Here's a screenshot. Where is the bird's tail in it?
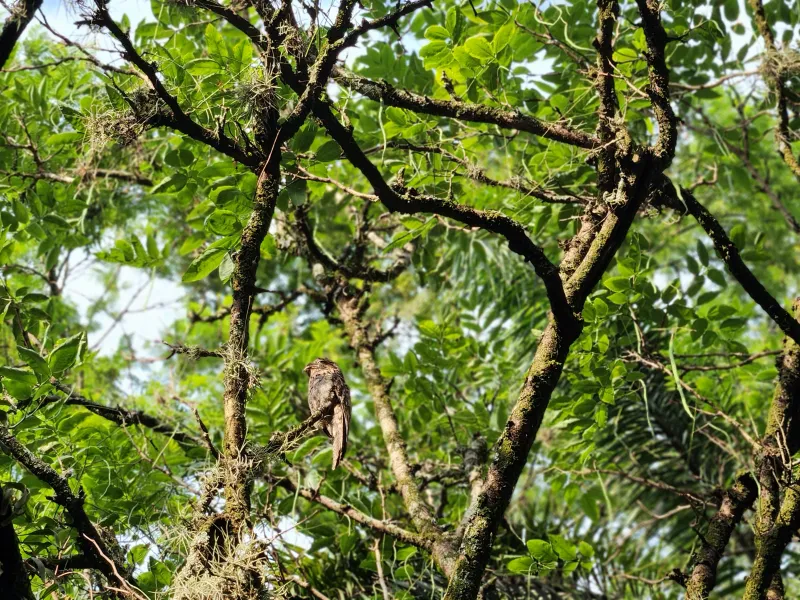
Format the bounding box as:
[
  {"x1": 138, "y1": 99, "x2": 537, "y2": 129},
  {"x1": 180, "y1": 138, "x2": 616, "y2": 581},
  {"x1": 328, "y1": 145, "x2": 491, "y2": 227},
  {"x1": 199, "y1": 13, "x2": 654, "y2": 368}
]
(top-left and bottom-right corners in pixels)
[{"x1": 329, "y1": 404, "x2": 350, "y2": 469}]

##########

Reproduce the items above with "screenshot" changed to "photo" and nothing else altered. Leave the pictures out.

Here's a photo. Where is the bird's tail in it?
Format the bounding box as:
[
  {"x1": 138, "y1": 99, "x2": 537, "y2": 129},
  {"x1": 180, "y1": 138, "x2": 616, "y2": 581},
  {"x1": 328, "y1": 145, "x2": 491, "y2": 227},
  {"x1": 199, "y1": 13, "x2": 654, "y2": 368}
]
(top-left and bottom-right corners in pixels)
[{"x1": 329, "y1": 404, "x2": 350, "y2": 469}]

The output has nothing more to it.